** Opening Provided data block **

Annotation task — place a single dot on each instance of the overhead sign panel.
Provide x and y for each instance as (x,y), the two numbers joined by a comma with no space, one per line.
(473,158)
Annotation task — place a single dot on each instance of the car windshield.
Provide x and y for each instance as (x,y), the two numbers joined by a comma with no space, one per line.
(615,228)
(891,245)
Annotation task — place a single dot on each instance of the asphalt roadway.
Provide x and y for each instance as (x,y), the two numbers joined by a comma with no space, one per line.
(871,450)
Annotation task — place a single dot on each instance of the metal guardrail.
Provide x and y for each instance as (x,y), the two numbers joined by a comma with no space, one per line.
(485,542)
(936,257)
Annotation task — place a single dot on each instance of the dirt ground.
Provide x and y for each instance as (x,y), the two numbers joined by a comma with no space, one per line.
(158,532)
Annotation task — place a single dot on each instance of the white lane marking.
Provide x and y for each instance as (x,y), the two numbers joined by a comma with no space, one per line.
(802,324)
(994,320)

** Closing Provided data block **

◆ **How to complete this task**
Start with the line above that contains "the car windshield." and end with the line that contains "the metal guardrail.". Write out those lines exactly, and only those.

◆ **The completed task**
Annotation task — place a single dot on each instance of the car windshield.
Provide x and y for each instance as (x,y), the two numbers joined by a comma with no space, one per line.
(615,228)
(891,245)
Annotation task — place a single dot on each instance of the asphalt roadway.
Provide x and y for each instance as (x,y), the two numbers joined by a comma with no space, one per line.
(871,450)
Annotation task — place a single dot on each instance of the metal guardrail.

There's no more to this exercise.